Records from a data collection

-=-=-=-=-

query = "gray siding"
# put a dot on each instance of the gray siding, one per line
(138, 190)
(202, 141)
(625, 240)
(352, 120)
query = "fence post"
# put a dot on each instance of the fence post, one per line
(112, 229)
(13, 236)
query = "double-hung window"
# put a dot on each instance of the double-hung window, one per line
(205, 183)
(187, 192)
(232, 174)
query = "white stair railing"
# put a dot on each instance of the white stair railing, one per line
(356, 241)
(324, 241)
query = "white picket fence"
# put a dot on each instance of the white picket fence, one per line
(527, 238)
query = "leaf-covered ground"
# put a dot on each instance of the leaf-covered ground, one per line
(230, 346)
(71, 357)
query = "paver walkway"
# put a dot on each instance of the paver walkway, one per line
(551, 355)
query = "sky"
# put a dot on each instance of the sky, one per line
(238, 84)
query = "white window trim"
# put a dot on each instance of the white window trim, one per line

-=-=-=-=-

▸ **What needs to be done**
The result consists of the line with "# put a dot on each instance of the sky, one" through the last line of the entries above, repeated exactly and with nothing else.

▸ **Answer space**
# put a dot on each instance of the sky, one per line
(238, 84)
query = "white window trim"
# put a dot on each instance of the white window trim, one per line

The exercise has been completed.